# [WHAT IS EXPECTED]
Can you transcribe the data exactly? Leave the pictures out.

# [Image annotation data]

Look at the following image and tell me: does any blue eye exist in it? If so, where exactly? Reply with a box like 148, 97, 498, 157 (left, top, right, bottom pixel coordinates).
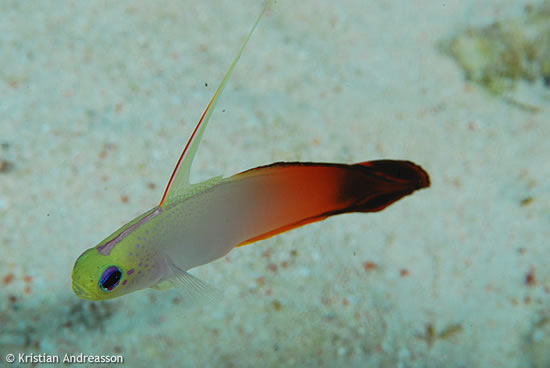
99, 266, 122, 291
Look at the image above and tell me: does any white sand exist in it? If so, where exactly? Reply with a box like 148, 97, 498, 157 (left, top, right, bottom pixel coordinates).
0, 0, 550, 367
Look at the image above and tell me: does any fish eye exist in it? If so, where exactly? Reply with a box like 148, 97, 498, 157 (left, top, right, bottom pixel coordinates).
99, 266, 122, 292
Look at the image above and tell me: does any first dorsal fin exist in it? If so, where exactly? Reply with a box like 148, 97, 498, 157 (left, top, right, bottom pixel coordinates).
159, 0, 271, 206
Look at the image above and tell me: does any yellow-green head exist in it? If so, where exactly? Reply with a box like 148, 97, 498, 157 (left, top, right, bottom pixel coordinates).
72, 248, 133, 300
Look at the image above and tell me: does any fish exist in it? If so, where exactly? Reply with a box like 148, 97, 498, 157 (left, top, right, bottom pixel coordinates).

# [FULL OUTPUT]
Look at the following image and tell me: does any blue eye exist in it? If so, where exactly? Reply with a box like 148, 97, 498, 157 (left, top, right, bottom pixel coordinates).
99, 266, 122, 291
Look at the image above and tell me: does any white sand exist in it? If so, where exactly? Reply with a box like 148, 97, 498, 157 (left, top, right, bottom pixel coordinates).
0, 0, 550, 367
Look at the image above and tell me: does any fish eye exist in it? If so, where exactly? Reply with a box like 148, 97, 498, 157 (left, top, right, bottom pixel coordinates).
99, 266, 122, 292
Look at the image above and tell me: does any first dorsal fin exist in it? If so, where exactly? Reply with a box like 148, 97, 498, 157 (left, top, right, bottom pixel coordinates).
159, 0, 271, 206
Look at the image above and tell me: does any yellow-green head exist in it? If so, where exactly? Reply with a box like 148, 97, 498, 157 (left, top, right, bottom pixel coordinates).
72, 248, 133, 300
Look at the image above and tell me: does any fish exist in it? If so, where exactly? Reply with a box like 148, 97, 498, 157 (left, top, right, bottom pixel coordinates).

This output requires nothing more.